**INSTRUCTIONS TO FOLLOW**. Reproduce the material below word for word, from its first line through the line that contains "[[109, 83]]", including that line.

**Point annotation records**.
^^^^^^^^

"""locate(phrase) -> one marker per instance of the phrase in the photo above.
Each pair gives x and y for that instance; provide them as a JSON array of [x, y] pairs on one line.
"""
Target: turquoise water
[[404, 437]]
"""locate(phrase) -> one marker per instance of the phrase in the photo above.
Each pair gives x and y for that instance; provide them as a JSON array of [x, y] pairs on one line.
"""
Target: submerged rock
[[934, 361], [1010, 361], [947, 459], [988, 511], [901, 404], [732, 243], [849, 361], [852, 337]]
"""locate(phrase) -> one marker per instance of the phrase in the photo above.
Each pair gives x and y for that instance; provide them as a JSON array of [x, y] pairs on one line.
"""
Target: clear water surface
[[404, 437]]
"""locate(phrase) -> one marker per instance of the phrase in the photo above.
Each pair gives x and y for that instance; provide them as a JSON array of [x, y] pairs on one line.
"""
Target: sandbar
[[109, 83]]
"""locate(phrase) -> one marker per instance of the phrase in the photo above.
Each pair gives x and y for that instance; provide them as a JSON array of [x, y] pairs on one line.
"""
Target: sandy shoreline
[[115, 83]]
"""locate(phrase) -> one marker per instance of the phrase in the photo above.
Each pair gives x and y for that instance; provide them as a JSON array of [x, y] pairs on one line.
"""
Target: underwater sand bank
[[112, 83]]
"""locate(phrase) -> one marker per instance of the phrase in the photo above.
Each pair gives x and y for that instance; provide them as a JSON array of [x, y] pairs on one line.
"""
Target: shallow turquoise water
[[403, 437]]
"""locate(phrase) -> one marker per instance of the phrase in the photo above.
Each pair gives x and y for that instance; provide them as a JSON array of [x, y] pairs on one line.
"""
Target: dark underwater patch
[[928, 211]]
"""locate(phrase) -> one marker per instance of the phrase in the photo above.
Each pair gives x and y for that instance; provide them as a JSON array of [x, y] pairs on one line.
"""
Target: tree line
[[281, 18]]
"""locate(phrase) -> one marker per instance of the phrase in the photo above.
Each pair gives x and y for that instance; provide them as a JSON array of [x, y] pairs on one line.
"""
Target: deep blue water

^^^^^^^^

**FULL ANSWER**.
"""locate(phrase) -> one marker per instance of the phrase in the photo above.
Each pair gives x and y for that instance; provide them as a JSON array of [x, y] pairs on one line.
"""
Target: turquoise water
[[404, 437]]
"""locate(phrase) -> one marker per instance of the phrase in the photo above.
Each pair gives x and y for that instance; provide them as a JSON array of [x, y] pairs on one line.
"""
Target: submerged rock
[[934, 361], [1010, 361], [947, 459], [988, 511], [901, 404], [732, 243], [849, 361], [852, 337]]
"""locate(phrase) -> one marker per instance of the phrase in the photo above.
Each pair gives x and y for that instance; provide them as a JSON array of [x, y] pairs on one line.
"""
Target: clear water surface
[[404, 437]]
"""locate(phrase) -> one marker per instance of the phrase in the photo above.
Each pair gives x and y for that instance; provide them as a JSON array of [x, y] pairs on one line.
"""
Target: sandbar
[[109, 83]]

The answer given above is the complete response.